__Supplied entries__.

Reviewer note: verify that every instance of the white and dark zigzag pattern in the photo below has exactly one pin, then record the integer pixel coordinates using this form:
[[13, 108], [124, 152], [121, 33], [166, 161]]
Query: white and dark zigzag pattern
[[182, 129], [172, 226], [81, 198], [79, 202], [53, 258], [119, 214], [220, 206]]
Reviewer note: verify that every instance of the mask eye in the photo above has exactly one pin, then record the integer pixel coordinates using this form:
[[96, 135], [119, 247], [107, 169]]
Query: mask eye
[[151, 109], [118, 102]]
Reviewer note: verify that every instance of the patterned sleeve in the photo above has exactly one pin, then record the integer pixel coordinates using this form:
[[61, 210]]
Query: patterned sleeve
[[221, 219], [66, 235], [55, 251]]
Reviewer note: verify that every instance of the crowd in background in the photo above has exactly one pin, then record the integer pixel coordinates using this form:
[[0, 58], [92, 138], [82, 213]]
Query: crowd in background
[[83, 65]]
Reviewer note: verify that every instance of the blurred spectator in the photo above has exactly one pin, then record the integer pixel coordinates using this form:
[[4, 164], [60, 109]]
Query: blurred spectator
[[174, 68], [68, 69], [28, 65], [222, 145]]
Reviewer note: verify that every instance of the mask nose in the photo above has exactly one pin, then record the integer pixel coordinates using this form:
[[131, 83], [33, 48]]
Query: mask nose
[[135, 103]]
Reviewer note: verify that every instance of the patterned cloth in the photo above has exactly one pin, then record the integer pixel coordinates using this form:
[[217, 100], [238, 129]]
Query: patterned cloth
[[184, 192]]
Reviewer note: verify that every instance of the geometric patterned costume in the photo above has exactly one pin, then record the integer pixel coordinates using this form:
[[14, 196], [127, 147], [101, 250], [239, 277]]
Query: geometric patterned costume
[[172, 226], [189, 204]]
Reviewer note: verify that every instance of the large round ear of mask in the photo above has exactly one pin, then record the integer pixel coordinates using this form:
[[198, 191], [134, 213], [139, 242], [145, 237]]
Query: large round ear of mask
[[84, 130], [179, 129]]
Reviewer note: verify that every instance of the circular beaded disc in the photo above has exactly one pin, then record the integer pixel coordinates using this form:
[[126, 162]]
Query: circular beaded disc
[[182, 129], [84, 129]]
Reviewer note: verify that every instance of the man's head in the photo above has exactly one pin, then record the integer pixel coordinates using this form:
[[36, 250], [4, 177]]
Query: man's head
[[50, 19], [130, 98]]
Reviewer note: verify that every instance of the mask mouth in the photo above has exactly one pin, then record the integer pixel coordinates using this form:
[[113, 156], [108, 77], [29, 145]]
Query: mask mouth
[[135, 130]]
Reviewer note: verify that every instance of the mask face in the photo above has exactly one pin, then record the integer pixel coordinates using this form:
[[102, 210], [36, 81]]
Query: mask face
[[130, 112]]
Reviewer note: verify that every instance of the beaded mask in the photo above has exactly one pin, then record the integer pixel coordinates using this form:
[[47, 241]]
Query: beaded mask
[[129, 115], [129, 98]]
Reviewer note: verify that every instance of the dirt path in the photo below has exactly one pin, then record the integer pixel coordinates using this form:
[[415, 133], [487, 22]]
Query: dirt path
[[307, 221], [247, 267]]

__Exercise objective__. Set down the records word for word from the very first line through the line that contains "[[221, 219], [66, 235], [55, 251]]", including that line.

__Exercise result__.
Reviewer note: verify that every instance of the white and dark zigzag pattern in the photo below has exactly one pin, then record the integer pixel coordinates using this form:
[[13, 108], [124, 152], [121, 33], [166, 161]]
Query: white and dark zigzag pattern
[[182, 129], [172, 226], [81, 198], [79, 202], [53, 258], [119, 214], [220, 206]]
Reviewer note: verify that every instance of the mask eye in the photo above has exactly one pin, then record the integer pixel coordinates using this form:
[[96, 135], [119, 247], [107, 169]]
Query: mask eye
[[151, 109], [118, 102]]
Reviewer note: verify that every instance of the patterned sleeve in the photo above has exactly one pin, then record the integer pixel coordinates using this form:
[[61, 210]]
Query: patterned sleeve
[[221, 219], [66, 235], [55, 251]]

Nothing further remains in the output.